[Collected data]
—————
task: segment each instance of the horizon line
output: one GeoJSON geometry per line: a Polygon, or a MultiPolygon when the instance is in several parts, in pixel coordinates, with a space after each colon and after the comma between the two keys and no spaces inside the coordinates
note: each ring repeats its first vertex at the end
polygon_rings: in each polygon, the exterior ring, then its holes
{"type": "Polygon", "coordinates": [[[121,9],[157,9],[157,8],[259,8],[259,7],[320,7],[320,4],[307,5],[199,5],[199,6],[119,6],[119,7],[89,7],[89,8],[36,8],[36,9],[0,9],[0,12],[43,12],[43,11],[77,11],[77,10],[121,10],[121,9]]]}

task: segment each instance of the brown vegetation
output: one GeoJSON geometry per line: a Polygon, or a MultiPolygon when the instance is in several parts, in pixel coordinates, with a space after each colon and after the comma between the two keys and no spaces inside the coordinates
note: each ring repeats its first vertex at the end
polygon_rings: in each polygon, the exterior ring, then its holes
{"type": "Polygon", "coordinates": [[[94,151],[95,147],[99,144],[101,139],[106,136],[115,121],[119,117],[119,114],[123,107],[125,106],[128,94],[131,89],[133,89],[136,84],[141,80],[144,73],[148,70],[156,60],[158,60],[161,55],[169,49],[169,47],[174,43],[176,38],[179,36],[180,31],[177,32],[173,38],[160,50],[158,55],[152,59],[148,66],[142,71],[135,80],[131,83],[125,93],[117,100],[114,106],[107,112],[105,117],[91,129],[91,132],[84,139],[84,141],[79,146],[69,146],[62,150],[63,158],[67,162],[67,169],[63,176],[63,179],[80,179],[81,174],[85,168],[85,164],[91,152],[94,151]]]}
—————
• Your instructions: What is needed is the number of lines in the data that hold the word "segment", with nothing added.

• Solution to the problem: 2